> _Given exercise_
Turn each of the entries below into a JSON list of strings, one string per line, skipping any blank lines. Leave the pictures out of your answer.

Coordinate labeling data

## BEGIN

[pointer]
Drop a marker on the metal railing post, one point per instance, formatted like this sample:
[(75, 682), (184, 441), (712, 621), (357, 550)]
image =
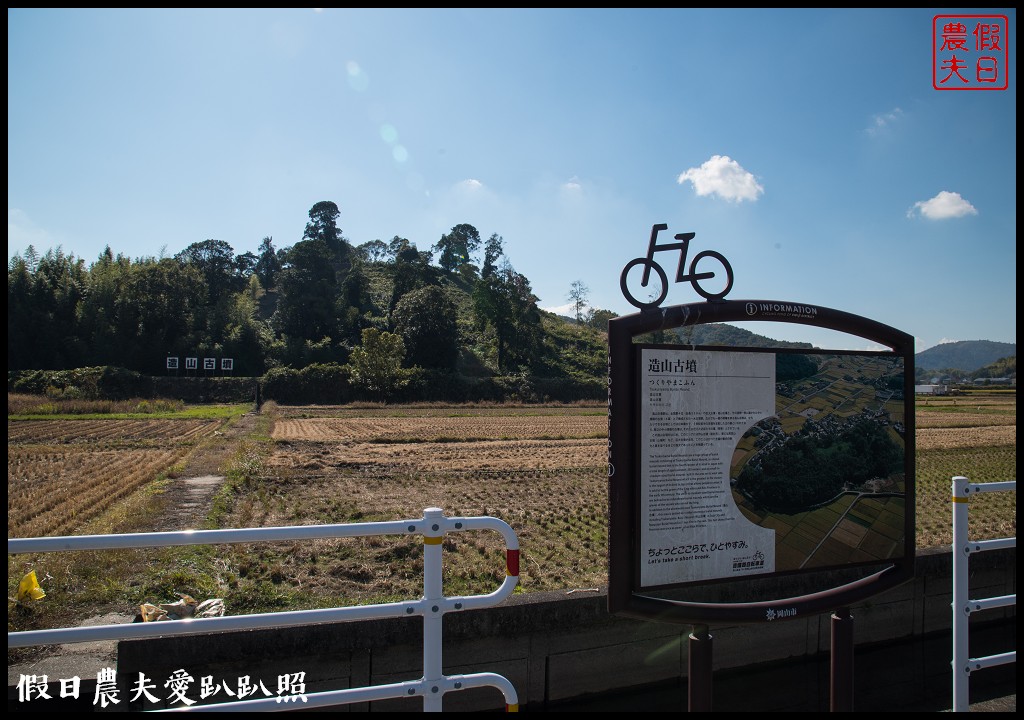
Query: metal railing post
[(963, 604), (432, 616)]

## END

> _The answer_
[
  "[pointer]",
  "Drop a marker on the metal railing post, one point per instance, formatted like this sample:",
  "[(75, 682), (184, 441), (712, 621), (357, 550)]",
  "image =",
  "Query: metal railing post",
  "[(963, 604), (432, 616)]"
]